▸ **PROBLEM**
Continue the theater reviews below, starting after their final sentence.

SELECTED PASSAGE Block Start

With almost no dialogue, save for some patter during the songs,
this two-hour revue is a fireworks show of one highlight after
another. The 30 songs create an infectious rhythm: There are
the occasional quiet ballads (“Squeeze Me,” done with an amorous
follow, “Mean to Me,” that caressed the lovely Greene even
as she caressed the notes) but mostly Ain’t Misbehavin’
shot through the stratosphere, “Spreadin’ Rhythm Around”
as the Act II opener stated. It’s tough to pick highlights
out of two hours of stellar songs, but Hall’s slithery “The
Viper’s Song” (aka “The Reefer Song”) hit the spot. Right
up to and including the finale, an ever- quickening medley
of clapping and tapping including a sweet singalong of “I’m
Gonna Sit Right Down and Write Myself a Letter” that was actually
in rhythm (not surprising, considering the tutorial the five
had just given), Ain’t Misbehavin’ is a smash. Come
prepared to move, and wear your dancing shoes.
—James
Yeara
Well-Timed
Tragedy
Romeo
and Juliet
By
William Shakespeare, Directed by Henry Fonte
Saratoga
Shakespeare Company, Saratoga Springs, through July 31
Who remembered from high school that Romeo and Juliet
was full of bawdy jokes and swordfights? Down among the 21st-century’s
answer to Elizabethan groundlings in Congress Park, spread
out on our blankets with our picnic suppers and our happily
oblivious kids, we understood why Shakespeare felt he needed
more than two gorgeous dreamy teenagers gazing into each other’s
eyes to hold his audience’s attention (“Why does everyone
keep rhyming?” my utterly unromantic male child demanded).

SELECTED PASSAGE Block End
DATASET Block Start

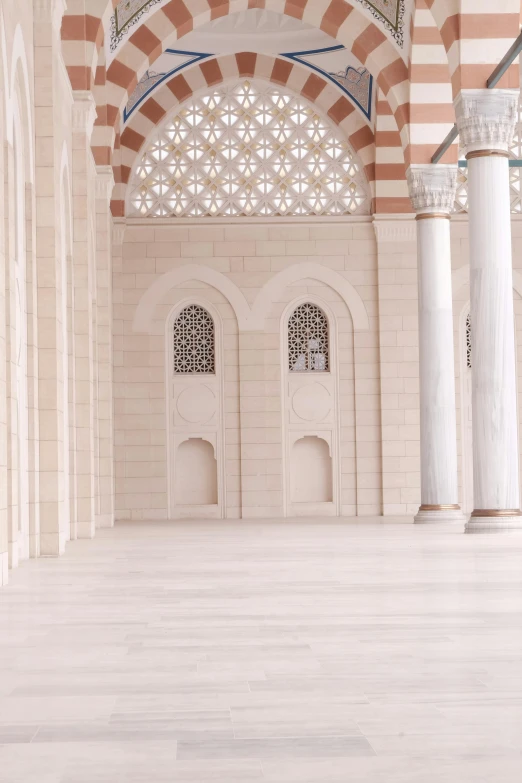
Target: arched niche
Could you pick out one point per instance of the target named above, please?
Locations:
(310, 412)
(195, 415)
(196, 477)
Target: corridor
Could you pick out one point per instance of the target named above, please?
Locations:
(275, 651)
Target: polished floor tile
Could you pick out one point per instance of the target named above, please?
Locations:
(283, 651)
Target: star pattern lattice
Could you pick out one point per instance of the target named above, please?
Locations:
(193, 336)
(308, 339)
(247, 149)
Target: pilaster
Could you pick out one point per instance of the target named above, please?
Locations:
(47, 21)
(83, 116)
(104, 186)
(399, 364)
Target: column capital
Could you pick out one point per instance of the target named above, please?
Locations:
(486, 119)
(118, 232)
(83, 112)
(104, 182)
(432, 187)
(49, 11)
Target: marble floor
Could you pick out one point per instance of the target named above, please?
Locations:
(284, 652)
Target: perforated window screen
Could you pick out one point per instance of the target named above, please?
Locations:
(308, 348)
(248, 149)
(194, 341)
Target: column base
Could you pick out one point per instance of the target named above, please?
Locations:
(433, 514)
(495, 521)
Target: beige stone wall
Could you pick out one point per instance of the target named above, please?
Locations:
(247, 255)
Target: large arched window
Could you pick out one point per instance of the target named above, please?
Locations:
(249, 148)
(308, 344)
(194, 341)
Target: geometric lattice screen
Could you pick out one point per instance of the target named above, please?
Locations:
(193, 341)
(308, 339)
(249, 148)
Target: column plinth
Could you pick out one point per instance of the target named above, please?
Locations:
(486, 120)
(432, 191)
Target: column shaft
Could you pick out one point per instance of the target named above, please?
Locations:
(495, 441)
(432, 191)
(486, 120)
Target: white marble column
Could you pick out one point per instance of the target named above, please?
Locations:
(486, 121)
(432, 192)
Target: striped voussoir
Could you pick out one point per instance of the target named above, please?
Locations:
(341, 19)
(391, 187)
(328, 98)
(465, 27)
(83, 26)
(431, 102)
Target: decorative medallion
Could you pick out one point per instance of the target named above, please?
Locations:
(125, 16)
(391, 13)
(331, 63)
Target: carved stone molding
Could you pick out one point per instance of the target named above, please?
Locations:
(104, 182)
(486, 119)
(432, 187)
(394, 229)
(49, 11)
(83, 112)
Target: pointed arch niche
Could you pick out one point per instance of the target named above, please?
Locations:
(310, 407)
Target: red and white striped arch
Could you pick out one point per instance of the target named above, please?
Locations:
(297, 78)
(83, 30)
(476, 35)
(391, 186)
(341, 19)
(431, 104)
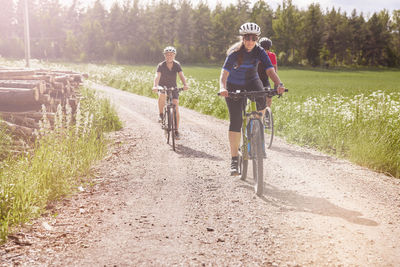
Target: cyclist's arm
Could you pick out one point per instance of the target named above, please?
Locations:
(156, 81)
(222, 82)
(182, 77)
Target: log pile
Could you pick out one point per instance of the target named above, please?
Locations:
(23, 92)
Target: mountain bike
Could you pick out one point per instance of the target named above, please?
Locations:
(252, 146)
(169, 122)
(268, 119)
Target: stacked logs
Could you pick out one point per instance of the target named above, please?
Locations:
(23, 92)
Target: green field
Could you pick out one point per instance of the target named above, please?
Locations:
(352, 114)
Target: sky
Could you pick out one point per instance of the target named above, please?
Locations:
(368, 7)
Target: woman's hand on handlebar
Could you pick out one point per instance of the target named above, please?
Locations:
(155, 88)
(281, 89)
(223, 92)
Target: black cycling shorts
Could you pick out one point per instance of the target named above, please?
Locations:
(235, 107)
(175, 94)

DATASET Block End
DATASET Block Start

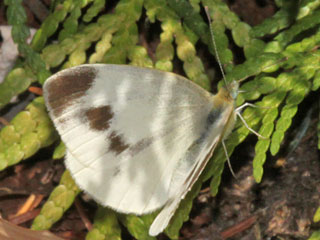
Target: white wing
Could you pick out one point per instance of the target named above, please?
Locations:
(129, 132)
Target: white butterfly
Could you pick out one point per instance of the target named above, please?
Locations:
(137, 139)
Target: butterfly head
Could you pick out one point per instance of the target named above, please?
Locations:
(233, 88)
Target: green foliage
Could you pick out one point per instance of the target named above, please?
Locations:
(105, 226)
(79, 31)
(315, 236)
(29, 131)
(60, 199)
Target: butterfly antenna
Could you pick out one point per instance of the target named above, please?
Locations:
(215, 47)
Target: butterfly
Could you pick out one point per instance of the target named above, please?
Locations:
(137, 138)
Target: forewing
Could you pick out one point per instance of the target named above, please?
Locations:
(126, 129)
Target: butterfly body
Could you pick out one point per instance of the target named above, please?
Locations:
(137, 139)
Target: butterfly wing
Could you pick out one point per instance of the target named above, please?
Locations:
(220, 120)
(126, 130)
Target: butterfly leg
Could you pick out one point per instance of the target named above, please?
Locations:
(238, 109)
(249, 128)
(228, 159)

DATASET Block End
DATASET Block Start

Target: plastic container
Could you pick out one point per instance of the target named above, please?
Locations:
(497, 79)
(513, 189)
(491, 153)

DATASET Block End

▸ **ANSWER TO THIS EXERCISE**
Yet, as soon as the famous first lines of the balcony scene
began, you could have heard a pin drop. It may not be the
most transcendent production of the proverbial star-crossed
lovers ever done, but the Saratoga Shakespeare Company’s Romeo
and Juliet definitely has a little something for everyone.
Off-Broadway veteran director Henry Fonte has trimmed speeches
(“That line about the ‘two hours traffic of our stage?’” he
said afterward, “That’s a lie. It’s more like three hours
and 20 minutes.”) and made heavy use of action and
humor to keep his Romeo and Juliet moving along. Unlike
most of Shakespeare’s other tragedies, R&J starts
out almost as lightheartedly as one of his battle-of-the-sexes
comedies. Romeo (Mark Thornton, in looks a little like the
young Mel Gibson) pines after the dismissive Rosaline until
being instantly smitten at a dance by the not-quite-14-year-old
Juliet (the radiant Lori McNally) in a scene that reminds
one of just how closely West Side Story actually followed
the Bard’s storyline.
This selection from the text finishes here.